[Start]

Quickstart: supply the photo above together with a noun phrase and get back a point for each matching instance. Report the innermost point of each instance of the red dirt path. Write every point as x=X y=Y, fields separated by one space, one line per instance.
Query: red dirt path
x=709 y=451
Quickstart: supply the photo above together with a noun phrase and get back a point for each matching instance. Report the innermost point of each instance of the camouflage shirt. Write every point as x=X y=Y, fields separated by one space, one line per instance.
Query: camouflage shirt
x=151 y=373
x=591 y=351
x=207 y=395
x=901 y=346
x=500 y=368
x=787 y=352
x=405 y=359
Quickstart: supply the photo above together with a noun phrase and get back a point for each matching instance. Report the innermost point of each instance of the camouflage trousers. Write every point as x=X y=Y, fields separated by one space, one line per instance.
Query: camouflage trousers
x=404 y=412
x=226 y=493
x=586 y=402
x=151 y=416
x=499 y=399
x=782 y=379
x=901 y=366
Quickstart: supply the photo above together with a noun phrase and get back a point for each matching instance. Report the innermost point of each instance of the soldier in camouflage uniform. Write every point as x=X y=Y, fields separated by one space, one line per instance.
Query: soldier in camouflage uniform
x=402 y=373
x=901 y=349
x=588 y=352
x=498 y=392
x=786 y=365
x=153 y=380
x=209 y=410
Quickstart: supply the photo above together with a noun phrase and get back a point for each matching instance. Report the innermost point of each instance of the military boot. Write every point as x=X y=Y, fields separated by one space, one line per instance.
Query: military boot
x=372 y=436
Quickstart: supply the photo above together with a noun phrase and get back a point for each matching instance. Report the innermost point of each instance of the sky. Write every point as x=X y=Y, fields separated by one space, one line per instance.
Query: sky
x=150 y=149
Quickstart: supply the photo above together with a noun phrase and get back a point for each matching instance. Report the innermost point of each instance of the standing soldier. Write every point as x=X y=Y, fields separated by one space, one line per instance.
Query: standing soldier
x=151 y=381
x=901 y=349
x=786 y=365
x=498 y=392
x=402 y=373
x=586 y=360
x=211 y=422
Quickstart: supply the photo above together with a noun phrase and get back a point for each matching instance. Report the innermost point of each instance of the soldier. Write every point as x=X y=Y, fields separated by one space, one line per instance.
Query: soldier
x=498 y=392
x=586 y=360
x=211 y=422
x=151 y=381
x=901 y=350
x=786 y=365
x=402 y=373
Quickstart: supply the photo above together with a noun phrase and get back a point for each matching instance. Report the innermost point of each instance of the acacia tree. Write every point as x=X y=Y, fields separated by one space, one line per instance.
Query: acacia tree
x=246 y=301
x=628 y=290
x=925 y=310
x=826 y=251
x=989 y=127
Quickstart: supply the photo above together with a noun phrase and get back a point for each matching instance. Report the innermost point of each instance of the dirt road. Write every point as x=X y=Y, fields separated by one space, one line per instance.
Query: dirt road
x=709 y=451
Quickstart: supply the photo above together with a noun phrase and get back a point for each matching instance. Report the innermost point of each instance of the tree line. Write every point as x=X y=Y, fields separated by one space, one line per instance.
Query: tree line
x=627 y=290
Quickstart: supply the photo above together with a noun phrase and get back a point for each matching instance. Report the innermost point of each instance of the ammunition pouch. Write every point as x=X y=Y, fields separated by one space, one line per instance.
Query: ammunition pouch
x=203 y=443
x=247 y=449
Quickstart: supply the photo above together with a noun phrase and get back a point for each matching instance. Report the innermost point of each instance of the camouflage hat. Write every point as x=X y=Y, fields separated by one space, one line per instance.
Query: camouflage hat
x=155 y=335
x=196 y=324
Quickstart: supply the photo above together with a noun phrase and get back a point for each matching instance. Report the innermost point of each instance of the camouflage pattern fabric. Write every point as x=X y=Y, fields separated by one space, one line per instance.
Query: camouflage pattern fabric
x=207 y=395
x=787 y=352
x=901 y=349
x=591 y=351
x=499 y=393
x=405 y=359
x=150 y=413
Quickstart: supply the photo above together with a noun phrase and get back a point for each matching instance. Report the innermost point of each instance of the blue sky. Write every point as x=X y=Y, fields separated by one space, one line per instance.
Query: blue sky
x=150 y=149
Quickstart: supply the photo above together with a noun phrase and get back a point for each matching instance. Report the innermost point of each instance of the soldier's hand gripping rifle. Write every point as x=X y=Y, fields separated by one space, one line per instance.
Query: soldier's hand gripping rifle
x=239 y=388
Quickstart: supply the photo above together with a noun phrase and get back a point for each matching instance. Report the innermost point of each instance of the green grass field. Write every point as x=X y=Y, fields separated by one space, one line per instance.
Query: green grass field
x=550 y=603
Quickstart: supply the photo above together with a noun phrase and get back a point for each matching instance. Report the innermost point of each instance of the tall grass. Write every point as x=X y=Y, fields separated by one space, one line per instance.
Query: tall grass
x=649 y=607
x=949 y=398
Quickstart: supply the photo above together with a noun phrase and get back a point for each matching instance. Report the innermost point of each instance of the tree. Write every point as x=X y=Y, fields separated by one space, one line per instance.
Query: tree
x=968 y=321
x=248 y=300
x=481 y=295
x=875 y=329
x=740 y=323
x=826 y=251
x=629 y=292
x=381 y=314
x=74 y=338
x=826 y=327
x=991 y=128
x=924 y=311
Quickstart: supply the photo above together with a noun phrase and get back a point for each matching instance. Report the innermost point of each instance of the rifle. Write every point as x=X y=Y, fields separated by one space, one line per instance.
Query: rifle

[End]

◆ **DO THIS**
Give again, word for word, every line from the one holding "of the tree." to the end of the data.

◆ **TASK OUTPUT**
Quickstart: supply the photo above together with a noun phrase and get back a point for each matching instance. Report the innermost point of each instance of the tree. Write every point as x=X y=Y, fields separated by one space, one line per instance.
Query: tree
x=968 y=321
x=248 y=300
x=481 y=295
x=875 y=329
x=740 y=323
x=826 y=251
x=629 y=292
x=381 y=314
x=74 y=338
x=826 y=327
x=991 y=128
x=924 y=311
Quickstart: supply the photo above together with a noun phrase and get back a point for each matching instance. Report the innermost point of each instance of the rifle. Write every point as x=X y=Y, fields separated by one space, one line per instance.
Query: rifle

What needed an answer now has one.